• **PAGE EXTRACT**
6. Design Uber / Ride Sharing
Key Discussion Points:
- Location tracking: Drivers send GPS every 5s → WebSocket or HTTP → geospatial store.
- Geospatial queries: Redis GEO commands (
GEOADD,GEORADIUS) or PostGIS for "drivers near me." - Matching: Trip request → find N nearby drivers → send notification → driver accepts → create trip.
- Surge pricing: ML model based on supply/demand per geo-cell.
- Trip state machine: REQUESTED → DRIVER_ASSIGNED → DRIVER_EN_ROUTE → TRIP_STARTED → COMPLETED.
- Payment: Async, Saga pattern across trip + payment + payout services.
- ETA calculation: Road network graph (Dijkstra/A*) with real-time traffic data.
7. Design a Rate Limiter
Key Discussion Points:
- Algorithms: Token bucket, sliding window log, sliding window counter.
- Distributed implementation: Redis + Lua script for atomic check-and-decrement.
- Keys: By API key, user ID, IP, or combination.
- Response headers:
X-RateLimit-Limit,X-RateLimit-Remaining,X-RateLimit-Retry-After. - Placement: API Gateway, service middleware, or library.
- Multi-tier: Different limits per endpoint (e.g., /login stricter than /feed).
- Redis sliding window:
MULTI
ZADD key timestamp timestamp
ZREMRANGEBYSCORE key -inf (now - window)
ZCARD key
EXEC
8. Design a Notification System
Key Discussion Points:
- Channels: Push (FCM/APNs), Email (SendGrid/SES), SMS (Twilio), In-app.
- Flow: Event → Kafka → Notification Service → channel selection → delivery.
- Channel selection: User preferences + event type → choose channel.
- Templating: Template engine (Freemarker/Thymeleaf) for message rendering.
- Delivery guarantees: At-least-once with idempotency. Track delivery status.
- Retry: Exponential backoff for failed deliveries.
- Rate limiting: Don't spam users — respect quiet hours, daily limits.
- Batching: Email digest (hourly/daily) vs instant push.
- Scale: 10M notifications/day = ~116/sec average, needs async pipeline.
9. Design a Web Crawler
Key Discussion Points:
- Seed URLs: Start with known URLs, expand via discovered links.
- BFS vs DFS: BFS better for breadth; prioritize fresh/important pages.
- URL frontier: Priority queue (by importance/freshness) backed by disk.
- Distributed crawlers: Partition URLs by domain hash across workers.
- Politeness: Respect
robots.txt. Rate limit per domain (1 req/sec). - Deduplication: Bloom filter for URL seen check. Content hash for page dedup.
- Storage: HTML in S3; metadata/links in Cassandra.
- Scale: 1B pages, 500 bytes avg → 500 GB storage. Crawl 1B pages in 30 days = 385 pages/sec.
10. Design a Search Autocomplete
Key Discussion Points:
- Trie: Data structure for prefix matching. Too large to fit in memory at Google scale.
- Top-K per prefix: Precompute top 10 queries for each prefix.
- Data collection: Log search queries → aggregate frequency → build trie offline.
- Update frequency: Rebuild trie weekly (offline) or use streaming aggregation.
- Storage: Trie in Redis or Elasticsearch. Cache hot prefixes in memory.
- Ranking: By frequency, freshness, personalization.
- Latency: P99 < 50ms. Local cache for hot prefixes.
11. Design a Distributed Cache (Redis)
Key Discussion Points:
- Architecture: Redis Cluster (sharding via consistent hashing across nodes).

• **MATERIAL SHOWN**
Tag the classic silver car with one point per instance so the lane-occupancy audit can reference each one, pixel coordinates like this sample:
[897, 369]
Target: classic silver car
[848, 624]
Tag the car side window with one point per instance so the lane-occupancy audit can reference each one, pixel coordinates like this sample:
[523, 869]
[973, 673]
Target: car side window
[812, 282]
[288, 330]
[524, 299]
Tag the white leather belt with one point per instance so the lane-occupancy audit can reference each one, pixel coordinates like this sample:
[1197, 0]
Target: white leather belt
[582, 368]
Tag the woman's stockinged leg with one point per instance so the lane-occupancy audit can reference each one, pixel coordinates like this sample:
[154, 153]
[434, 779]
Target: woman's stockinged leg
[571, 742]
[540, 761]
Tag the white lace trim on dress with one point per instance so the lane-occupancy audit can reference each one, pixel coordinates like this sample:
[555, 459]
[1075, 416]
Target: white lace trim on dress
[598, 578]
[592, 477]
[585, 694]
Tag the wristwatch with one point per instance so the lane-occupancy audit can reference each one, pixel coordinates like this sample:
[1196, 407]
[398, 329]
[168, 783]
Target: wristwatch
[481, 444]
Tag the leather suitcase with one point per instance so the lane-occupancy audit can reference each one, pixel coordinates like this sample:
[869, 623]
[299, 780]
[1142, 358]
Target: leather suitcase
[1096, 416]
---
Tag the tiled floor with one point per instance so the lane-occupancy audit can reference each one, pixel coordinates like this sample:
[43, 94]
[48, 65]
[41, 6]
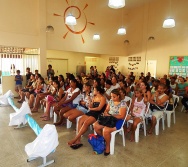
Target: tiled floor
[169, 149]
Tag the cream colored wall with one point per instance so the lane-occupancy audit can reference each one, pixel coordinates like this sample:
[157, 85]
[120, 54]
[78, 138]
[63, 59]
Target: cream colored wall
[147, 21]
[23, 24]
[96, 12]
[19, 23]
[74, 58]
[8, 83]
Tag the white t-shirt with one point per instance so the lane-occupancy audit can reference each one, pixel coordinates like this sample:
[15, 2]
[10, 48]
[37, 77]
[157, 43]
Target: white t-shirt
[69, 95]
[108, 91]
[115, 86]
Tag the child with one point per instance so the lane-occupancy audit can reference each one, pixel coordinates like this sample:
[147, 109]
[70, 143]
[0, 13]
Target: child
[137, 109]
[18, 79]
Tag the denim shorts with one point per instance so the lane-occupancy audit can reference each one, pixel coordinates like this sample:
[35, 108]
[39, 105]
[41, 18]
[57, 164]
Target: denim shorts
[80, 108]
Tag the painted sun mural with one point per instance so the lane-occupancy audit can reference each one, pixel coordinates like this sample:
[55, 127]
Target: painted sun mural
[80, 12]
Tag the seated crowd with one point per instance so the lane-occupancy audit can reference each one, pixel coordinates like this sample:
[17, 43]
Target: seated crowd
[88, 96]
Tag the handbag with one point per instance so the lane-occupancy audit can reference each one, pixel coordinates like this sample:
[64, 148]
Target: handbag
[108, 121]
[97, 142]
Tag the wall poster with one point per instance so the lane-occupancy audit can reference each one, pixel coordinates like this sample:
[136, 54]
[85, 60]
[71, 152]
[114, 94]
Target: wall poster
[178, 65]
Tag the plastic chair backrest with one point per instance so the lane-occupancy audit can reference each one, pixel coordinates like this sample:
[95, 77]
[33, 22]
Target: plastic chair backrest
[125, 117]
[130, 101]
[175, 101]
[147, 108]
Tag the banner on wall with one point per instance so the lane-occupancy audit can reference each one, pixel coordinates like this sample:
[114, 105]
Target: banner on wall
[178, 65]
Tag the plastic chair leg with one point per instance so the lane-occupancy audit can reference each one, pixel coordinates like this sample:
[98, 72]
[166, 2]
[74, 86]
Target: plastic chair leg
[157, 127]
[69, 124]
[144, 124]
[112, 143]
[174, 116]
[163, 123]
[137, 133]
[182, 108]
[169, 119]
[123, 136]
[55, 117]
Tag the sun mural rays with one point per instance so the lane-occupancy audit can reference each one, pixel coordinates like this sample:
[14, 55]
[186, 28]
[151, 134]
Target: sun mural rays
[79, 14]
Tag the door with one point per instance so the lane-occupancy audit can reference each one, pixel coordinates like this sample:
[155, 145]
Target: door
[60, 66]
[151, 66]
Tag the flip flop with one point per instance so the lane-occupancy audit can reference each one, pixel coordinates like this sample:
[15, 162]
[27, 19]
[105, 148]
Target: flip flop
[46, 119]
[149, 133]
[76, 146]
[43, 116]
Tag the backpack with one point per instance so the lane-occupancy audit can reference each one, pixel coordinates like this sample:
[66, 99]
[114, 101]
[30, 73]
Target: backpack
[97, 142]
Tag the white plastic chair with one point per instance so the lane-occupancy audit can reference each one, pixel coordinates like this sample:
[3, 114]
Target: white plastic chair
==
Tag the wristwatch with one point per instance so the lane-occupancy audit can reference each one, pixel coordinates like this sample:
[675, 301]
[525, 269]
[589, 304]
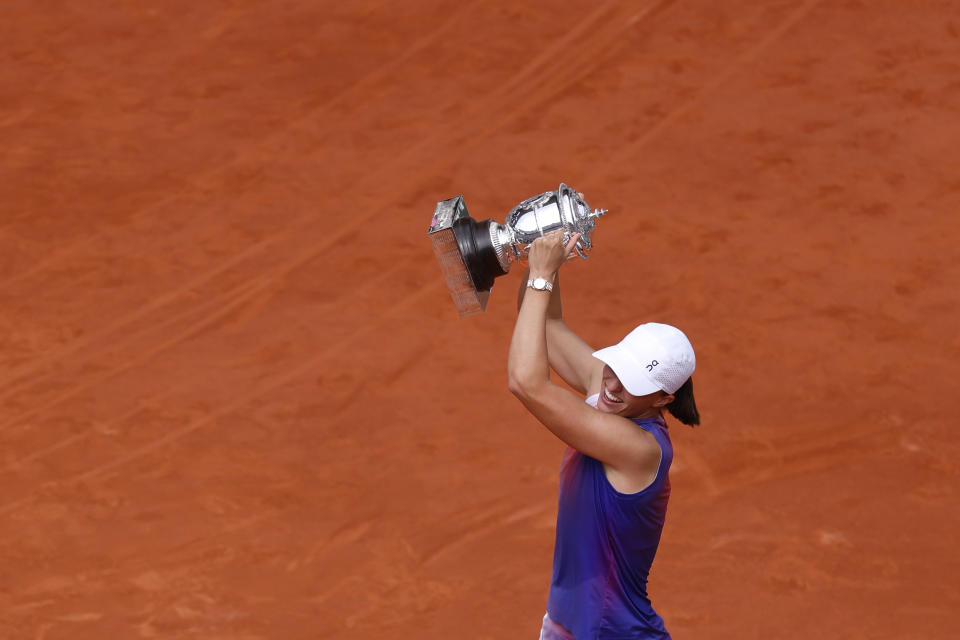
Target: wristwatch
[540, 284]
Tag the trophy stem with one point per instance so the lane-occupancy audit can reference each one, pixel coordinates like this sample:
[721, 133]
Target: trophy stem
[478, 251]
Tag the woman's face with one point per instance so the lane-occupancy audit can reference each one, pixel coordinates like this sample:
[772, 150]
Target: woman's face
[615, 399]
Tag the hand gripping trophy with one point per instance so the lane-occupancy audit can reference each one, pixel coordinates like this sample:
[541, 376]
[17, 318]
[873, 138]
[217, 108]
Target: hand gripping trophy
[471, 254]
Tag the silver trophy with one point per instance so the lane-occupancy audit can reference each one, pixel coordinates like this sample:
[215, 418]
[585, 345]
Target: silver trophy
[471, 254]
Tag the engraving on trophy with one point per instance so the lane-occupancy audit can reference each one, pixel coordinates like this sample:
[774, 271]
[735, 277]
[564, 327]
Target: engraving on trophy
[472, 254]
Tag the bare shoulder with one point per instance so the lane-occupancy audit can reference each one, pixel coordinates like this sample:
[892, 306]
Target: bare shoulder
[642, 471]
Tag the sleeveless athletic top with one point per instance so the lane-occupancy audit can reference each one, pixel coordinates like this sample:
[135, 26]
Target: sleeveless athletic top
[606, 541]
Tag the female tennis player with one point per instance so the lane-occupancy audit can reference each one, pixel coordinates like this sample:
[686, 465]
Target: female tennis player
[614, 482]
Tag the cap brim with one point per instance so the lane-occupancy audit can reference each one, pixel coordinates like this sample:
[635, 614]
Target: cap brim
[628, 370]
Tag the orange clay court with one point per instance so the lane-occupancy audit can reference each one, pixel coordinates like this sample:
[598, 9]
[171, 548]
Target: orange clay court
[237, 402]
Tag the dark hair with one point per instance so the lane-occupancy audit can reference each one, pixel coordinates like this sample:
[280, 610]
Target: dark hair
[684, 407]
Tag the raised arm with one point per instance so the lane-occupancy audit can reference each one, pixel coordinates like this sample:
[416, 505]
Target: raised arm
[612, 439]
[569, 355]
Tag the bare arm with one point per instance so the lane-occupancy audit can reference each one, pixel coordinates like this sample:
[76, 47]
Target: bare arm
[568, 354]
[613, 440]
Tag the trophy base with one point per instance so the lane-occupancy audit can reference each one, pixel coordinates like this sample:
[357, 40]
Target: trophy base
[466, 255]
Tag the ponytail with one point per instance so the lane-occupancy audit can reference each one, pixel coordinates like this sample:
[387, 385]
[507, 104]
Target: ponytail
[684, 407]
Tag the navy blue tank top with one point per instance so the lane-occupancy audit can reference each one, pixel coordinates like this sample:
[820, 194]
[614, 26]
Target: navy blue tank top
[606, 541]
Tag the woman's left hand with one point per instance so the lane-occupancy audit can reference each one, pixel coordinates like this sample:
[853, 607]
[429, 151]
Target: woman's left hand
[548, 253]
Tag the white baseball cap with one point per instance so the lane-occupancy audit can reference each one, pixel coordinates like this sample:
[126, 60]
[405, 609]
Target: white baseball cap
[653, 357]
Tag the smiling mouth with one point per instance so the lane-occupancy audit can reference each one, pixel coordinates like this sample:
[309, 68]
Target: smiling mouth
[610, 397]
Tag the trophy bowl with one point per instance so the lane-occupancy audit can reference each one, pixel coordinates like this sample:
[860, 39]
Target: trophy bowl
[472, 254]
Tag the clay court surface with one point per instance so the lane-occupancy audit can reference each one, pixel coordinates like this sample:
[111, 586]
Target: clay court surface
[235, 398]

• **WORK TO COMPLETE**
Transcribe the stretch of the system design notes from "- Update frequency: Rebuild" through "Distributed Cache (Redis)".

• **WORKED ANSWER**
- Update frequency: Rebuild trie weekly (offline) or use streaming aggregation.
- Storage: Trie in Redis or Elasticsearch. Cache hot prefixes in memory.
- Ranking: By frequency, freshness, personalization.
- Latency: P99 < 50ms. Local cache for hot prefixes.
11. Design a Distributed Cache (Redis)